<<<<

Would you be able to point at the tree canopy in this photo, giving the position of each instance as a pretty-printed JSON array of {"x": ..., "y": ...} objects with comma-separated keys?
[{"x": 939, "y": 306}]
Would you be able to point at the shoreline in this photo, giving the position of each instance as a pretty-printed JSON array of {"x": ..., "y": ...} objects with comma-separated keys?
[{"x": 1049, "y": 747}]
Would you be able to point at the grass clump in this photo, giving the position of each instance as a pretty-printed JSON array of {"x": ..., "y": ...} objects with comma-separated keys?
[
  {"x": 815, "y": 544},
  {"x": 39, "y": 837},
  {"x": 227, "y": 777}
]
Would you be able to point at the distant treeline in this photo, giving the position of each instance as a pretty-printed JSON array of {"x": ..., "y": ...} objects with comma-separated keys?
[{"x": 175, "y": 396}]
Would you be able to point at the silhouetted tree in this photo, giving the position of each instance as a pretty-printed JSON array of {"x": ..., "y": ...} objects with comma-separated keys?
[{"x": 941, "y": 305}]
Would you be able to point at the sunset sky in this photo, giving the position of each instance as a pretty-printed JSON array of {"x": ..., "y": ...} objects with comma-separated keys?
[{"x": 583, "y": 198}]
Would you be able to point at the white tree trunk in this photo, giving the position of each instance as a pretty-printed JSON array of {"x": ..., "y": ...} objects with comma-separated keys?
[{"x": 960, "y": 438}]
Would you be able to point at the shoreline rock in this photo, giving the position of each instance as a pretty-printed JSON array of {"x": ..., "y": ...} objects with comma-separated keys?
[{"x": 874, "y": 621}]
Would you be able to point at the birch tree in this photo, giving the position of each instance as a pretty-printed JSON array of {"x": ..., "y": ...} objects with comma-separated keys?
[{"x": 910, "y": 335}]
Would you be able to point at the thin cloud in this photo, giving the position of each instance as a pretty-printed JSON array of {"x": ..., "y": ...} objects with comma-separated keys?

>>>>

→ **Stated goal**:
Return, word for word, every line from the line with "Would you be able to point at the shoreline rock" to the final line of the data.

→ **Full response**:
Would you be able to point at the shoreline rock in this photo, giving the position of each instance as a pretty-printed JSON array of {"x": ..., "y": ...} objects with comma-separated keys?
[{"x": 874, "y": 621}]
Would you be able to point at the birch tree in this photo, giving the position of each instance as a pretty-printed JSON array of {"x": ..., "y": ...} objects with comma-separated keys?
[{"x": 910, "y": 335}]
Would you be able to point at the thin cloud in this photo, giving the position of each instance as a pretty-printed JSON array of {"x": ..., "y": ...} objects with comma-separated keys?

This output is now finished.